> **Selected text**
* * * *
Banana Nut Cake with Caramel Frosting

My mom's famous Banana Cake, so light and tender and bursting with banana goodness. It's an old-fashioned recipe with natural banana sweetness, easy to make and flexible, too. Make it from scratch in one bowl with every-day common ingredients. Stir in walnuts (or not). Then bake it all in a square pan for a simple snacking cake ~or~ a round cake pan for a special-occasion cake ~or~ a quarter-sheet pan for rustic bars. Frost it with a light drizzle of Caramel Icing (or not). Best of all, bakers, you've just got to try this new technique for "ripening" bananas without waiting days and days for them for the skins to form spots and turn brown!

Banana Nut Cake ♥ Simple enough for everyday, special enough for occasions.

Homemade Old-Fashioned Banana Cake "Plain" But Perfectly Packed with Banana Flavor. Just a Hint of Nutmeg. Gorgeous Caramel Icing, No Cream Cheese! Family-Tested for More Than Sixty Years! Just As Delicious Walnuts or No Walnuts, Frosting or No Frosting. Flexible Baking Options. Stays Fresh & Moist for Days. Budget Friendly. Weeknight Easy, Weekend Special. Potluck & Party Friendly.

The Boy, He Wanted Banana Cake for His Birthday

Panic! How in the world would I fulfill the birthday cake request from my favorite eight-year-old? (Reminder to Self: twas Blake! These kids do grow up!) He wanted banana cake, more particularly, thank you very much, "banana cake with vanilla ice cream". Yes, the boy exhibited much promise as a child-prodigy foodie.

Trouble was, I had no ripe bananas and it takes a good week or ten days for bananas to ripen properly, that's until the bananas are almost black. Even the usual “ripen bananas in a paper bag on the counter” trick wasn’t going to produce ripe bananas in 18 hours.

That famous mother of invention, Necessity, stepped up to the cake plate and sure enough, I figured out a great way to make banana cake (and likely, banana bread and banana cookies too, say) with unripe and still yellow-skinned bananas.

Banana Nut Cake ♥ Simple enough for everyday, special enough for occasions.

But First, a Reminder About Baking with Bananas

Recipes often remind bakers to use "ripe" or "very ripe" bananas when baking with banana. But really, what is a "ripe" banana? And how do we tell?

Bananas announce the ripeness of their fruit by the color of their skins.

  • If a banana has green skin, is it ripe enough for baking? No.
  • If a banana has pretty yellow skin, is it ripe enough for baking? No.
  • If a banana has a few small brown spots, is it ripe enough for baking? No.
  • If a banana skin is almost completely brown, is it ripe enough for baking? Maybe.
* * * *
> **Supplied material**

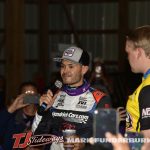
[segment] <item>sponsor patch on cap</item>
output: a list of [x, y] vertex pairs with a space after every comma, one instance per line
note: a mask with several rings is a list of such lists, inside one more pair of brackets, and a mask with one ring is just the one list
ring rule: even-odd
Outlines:
[[64, 56], [72, 57], [74, 52], [75, 52], [74, 48], [69, 48], [69, 49], [65, 50]]

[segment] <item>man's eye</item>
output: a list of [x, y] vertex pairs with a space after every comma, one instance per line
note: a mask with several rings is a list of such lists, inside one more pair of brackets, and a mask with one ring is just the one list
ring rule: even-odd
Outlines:
[[71, 66], [69, 66], [69, 68], [73, 68], [73, 67], [74, 67], [74, 66], [72, 66], [72, 65], [71, 65]]

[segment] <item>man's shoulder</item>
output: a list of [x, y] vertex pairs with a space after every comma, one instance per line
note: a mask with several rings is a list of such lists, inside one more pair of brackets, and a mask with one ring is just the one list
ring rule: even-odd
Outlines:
* * * *
> **Directions**
In the banana cake text, lift out the stretch that begins at the words "The Boy, He" and stops after "in 18 hours.", copied word for word.

> **Response to the task**
The Boy, He Wanted Banana Cake for His Birthday

Panic! How in the world would I fulfill the birthday cake request from my favorite eight-year-old? (Reminder to Self: twas Blake! These kids do grow up!) He wanted banana cake, more particularly, thank you very much, "banana cake with vanilla ice cream". Yes, the boy exhibited much promise as a child-prodigy foodie.

Trouble was, I had no ripe bananas and it takes a good week or ten days for bananas to ripen properly, that's until the bananas are almost black. Even the usual “ripen bananas in a paper bag on the counter” trick wasn’t going to produce ripe bananas in 18 hours.